On Tue, Aug 21, 2018 at 04:06:30PM +1000, Benjamin Herrenschmidt wrote: > On Tue, 2018-08-21 at 10:44 +0530, poza@codeaurora.org wrote: > > > > Ok Let me summarize the so far discussed things. > > > > It would be nice if we all (Bjorn, Keith, Ben, Sinan) can hold consensus > > on this. > > > > 1) Right now AER and DPC both calls pcie_do_fatal_recovery(), I majorly > > see DPC as error handling and recovery agent rather than being used for > > hotplug. > > so in my opinion, both AER and DPC should have same error handling > > and recovery mechanism > > Yes. > > > so if there is a way to figure out that in absence of pcihp, if DPC > > is being used to support hotplug then we fall back to original DPC > > mechanism (which is remove devices) > > Not exactly. If the presence detect change indicates it was a hotplug > event rather. The actions associated with error recovery will trigger link state changes for a lot of existing hardware. PCIEHP currently does the same removal sequence for both link state change (DLLSC) and presence detect change (PDC) events. It sounds like you want pciehp to do nothing on the DLLSC events that it currently handles, and instead do the board removal only on PDC. If that is the case, is the desire to not remove devices downstream a permanently disabled link, or does that responsibility fall onto some other component?

— What is asked —
**a.** In the PCIe error-recovery thread, list the names given in parentheses for the people asked to reach consensus.
**b.** Reproduce the records verbatim from the line containing "If you could point to the industrial" through the end of the records, omitting the pictures.
The records that follow have no connection to the text above.

— Extracted information —

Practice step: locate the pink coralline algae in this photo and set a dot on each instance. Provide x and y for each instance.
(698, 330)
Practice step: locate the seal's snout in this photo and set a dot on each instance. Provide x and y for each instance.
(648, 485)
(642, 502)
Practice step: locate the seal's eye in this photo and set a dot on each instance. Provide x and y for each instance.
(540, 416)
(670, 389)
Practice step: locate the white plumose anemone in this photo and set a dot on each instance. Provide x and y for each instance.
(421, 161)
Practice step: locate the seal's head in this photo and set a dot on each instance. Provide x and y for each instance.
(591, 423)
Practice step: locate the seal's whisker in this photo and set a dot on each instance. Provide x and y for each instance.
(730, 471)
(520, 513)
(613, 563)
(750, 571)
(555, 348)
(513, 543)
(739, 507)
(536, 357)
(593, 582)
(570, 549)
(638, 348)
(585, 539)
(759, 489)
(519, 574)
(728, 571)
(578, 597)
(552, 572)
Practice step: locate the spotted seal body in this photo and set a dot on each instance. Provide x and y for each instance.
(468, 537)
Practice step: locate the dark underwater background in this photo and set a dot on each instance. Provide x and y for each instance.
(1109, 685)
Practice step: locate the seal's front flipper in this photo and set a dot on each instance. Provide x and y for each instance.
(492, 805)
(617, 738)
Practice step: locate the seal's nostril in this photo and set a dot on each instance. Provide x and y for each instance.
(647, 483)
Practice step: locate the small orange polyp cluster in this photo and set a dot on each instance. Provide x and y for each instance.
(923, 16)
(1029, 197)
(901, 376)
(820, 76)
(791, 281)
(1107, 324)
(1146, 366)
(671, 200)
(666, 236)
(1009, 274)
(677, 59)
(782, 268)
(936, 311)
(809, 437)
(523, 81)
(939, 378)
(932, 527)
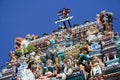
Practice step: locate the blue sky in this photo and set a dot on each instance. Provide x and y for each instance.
(20, 17)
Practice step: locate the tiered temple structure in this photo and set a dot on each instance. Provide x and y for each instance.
(83, 52)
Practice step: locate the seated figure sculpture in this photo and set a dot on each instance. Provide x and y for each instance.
(97, 66)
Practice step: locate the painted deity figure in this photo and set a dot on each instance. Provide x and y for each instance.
(97, 66)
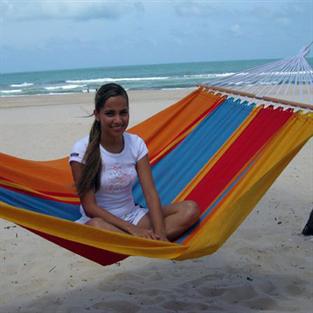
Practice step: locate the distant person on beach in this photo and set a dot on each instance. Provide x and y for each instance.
(105, 166)
(308, 228)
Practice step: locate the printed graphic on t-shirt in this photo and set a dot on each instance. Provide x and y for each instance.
(118, 177)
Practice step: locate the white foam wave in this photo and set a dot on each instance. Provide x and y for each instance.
(11, 91)
(25, 84)
(206, 76)
(64, 87)
(110, 79)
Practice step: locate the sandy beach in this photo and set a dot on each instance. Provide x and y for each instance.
(266, 266)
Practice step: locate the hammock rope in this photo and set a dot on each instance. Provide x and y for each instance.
(224, 155)
(291, 78)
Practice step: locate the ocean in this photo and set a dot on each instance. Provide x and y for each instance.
(158, 76)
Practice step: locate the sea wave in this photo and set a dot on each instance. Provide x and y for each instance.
(25, 84)
(11, 91)
(206, 76)
(110, 79)
(64, 87)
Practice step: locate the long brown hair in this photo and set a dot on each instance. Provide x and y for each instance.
(91, 174)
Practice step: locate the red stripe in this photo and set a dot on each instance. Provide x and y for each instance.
(97, 255)
(26, 192)
(183, 132)
(51, 193)
(265, 124)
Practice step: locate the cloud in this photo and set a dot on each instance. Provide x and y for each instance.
(236, 30)
(67, 9)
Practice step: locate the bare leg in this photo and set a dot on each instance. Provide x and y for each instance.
(178, 217)
(100, 223)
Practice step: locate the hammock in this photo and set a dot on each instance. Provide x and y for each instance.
(221, 151)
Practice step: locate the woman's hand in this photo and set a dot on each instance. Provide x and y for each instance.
(144, 233)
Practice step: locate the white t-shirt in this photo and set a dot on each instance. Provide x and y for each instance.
(118, 173)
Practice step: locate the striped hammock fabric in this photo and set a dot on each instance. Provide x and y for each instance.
(222, 152)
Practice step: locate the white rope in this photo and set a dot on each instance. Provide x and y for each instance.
(291, 78)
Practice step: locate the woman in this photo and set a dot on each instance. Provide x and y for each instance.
(105, 166)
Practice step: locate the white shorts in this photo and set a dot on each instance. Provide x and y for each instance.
(133, 217)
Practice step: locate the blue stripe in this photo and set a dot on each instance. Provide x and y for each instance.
(39, 205)
(215, 204)
(173, 172)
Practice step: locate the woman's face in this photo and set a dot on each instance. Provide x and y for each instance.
(113, 116)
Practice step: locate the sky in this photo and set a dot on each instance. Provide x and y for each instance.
(63, 34)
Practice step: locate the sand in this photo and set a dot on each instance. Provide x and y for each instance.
(267, 265)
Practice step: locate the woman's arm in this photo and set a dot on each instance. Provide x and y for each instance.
(88, 201)
(151, 196)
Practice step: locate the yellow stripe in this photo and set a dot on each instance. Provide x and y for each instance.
(239, 203)
(91, 236)
(24, 188)
(203, 172)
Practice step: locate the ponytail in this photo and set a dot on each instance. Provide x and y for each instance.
(91, 174)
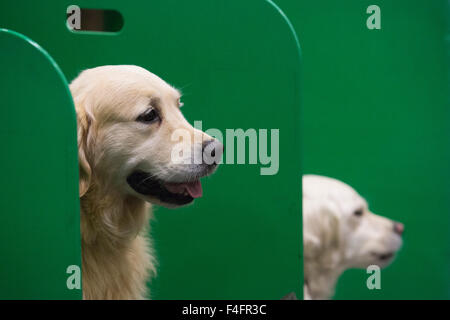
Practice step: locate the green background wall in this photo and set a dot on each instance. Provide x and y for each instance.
(376, 115)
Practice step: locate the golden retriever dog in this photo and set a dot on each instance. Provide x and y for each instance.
(129, 124)
(339, 233)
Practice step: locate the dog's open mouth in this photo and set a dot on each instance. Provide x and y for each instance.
(168, 192)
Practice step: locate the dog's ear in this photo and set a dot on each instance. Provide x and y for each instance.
(320, 231)
(84, 123)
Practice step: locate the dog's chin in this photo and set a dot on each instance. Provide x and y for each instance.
(157, 191)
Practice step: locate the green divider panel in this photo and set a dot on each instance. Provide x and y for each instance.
(238, 64)
(376, 115)
(39, 205)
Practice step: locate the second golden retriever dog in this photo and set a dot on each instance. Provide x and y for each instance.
(339, 233)
(129, 124)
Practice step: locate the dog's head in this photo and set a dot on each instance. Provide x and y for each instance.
(134, 140)
(338, 223)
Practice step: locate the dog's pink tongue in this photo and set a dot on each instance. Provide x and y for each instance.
(194, 189)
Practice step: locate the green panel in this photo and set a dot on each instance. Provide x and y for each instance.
(39, 205)
(376, 115)
(238, 64)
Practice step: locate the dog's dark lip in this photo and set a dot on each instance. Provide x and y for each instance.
(384, 256)
(143, 183)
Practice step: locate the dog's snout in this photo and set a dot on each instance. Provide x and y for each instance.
(399, 228)
(213, 148)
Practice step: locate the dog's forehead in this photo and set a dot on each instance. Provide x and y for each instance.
(142, 82)
(332, 189)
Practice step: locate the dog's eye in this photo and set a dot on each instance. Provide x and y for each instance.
(149, 116)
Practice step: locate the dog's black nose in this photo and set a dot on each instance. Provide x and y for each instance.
(399, 228)
(212, 151)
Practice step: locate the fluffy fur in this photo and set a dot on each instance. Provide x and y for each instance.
(117, 255)
(339, 232)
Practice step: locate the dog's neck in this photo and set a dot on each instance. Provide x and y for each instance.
(117, 256)
(111, 218)
(321, 274)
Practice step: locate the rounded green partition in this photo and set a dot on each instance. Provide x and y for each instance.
(376, 115)
(39, 205)
(238, 66)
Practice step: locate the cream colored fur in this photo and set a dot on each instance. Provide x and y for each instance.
(335, 238)
(117, 255)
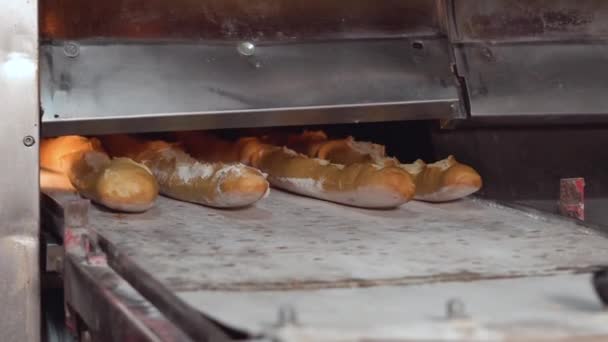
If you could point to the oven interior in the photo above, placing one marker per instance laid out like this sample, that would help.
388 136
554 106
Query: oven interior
512 88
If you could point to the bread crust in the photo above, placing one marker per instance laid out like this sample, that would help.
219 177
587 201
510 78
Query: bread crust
182 177
119 184
362 184
443 181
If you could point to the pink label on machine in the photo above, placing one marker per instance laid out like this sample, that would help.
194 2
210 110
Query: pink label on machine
572 197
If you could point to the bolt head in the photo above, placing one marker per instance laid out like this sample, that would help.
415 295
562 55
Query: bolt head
246 48
29 141
71 49
455 309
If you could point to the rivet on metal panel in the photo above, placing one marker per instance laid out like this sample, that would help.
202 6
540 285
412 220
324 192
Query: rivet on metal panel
29 141
287 316
71 49
77 213
455 309
246 48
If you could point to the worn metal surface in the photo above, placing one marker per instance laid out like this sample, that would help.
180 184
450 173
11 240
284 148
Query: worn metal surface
19 259
541 80
507 309
528 20
289 242
110 307
236 19
527 163
330 262
135 87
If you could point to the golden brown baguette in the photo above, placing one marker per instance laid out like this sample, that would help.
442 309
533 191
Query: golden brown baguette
182 177
362 185
119 184
445 180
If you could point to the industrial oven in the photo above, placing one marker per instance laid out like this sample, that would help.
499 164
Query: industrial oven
515 88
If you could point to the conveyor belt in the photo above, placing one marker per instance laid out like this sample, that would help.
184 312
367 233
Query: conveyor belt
287 247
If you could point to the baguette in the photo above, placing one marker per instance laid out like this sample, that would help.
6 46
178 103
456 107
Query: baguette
364 185
182 177
442 181
118 184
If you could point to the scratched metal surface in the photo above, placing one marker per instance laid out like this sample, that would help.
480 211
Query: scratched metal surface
290 242
547 307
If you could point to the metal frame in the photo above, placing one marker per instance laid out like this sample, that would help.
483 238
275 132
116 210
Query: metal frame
19 202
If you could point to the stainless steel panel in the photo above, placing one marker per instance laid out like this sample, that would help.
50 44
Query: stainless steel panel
282 20
543 80
287 248
554 308
528 20
19 259
110 88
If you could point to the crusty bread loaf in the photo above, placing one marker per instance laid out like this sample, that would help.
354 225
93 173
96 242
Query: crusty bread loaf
182 177
118 184
443 181
363 185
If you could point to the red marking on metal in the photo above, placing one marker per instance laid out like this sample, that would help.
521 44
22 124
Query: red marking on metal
572 198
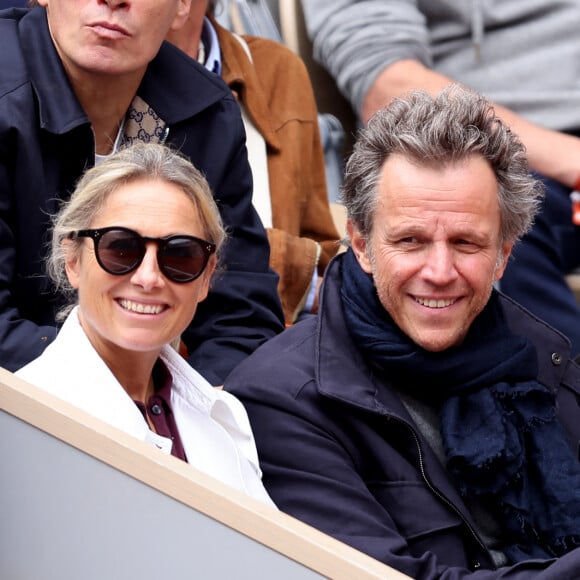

— Results by task —
**a.** Bjorn, Keith, Ben, Sinan

**b.**
If you could point to the industrial oven in the photo above, placing one marker per instance laid out like this sample, that would help.
499 164
Query: industrial oven
515 88
If you could point to the conveyor belt in the photo above, placing one marker per instance laid out like this sample, that would help.
184 312
367 233
Query: conveyor belt
287 247
If you could point to the baguette in the photo above, placing one marker per instance laid out like this sample, that would help.
6 46
178 103
456 107
Query: baguette
364 185
182 177
442 181
118 184
If you could point to the scratched metal surface in the photo above, placing one marker per instance laid out like this sample, that would help.
480 211
Query: scratched metal surface
290 242
547 307
If you could point to the metal frame in the photo above, placing one marker per instance laid out like this sample, that would help.
483 238
275 132
116 210
Query: metal frame
19 202
If you could point to the stainless steel panel in the photo above, placing one marker per instance laid out like this sample, that would help.
50 44
Query: stainless steel panel
282 20
543 80
287 248
554 308
528 20
19 259
110 88
If you could point to the crusty bread loaf in the photo above, placing one marker per instance laid out like this sample, that would help.
354 225
93 173
96 242
Query: crusty bread loaf
182 177
118 184
443 181
363 185
If you could point to the red marking on metal in the photo above, placing one marker per instance laid out like this sample, that would help.
521 44
22 124
Query: red marking on metal
572 198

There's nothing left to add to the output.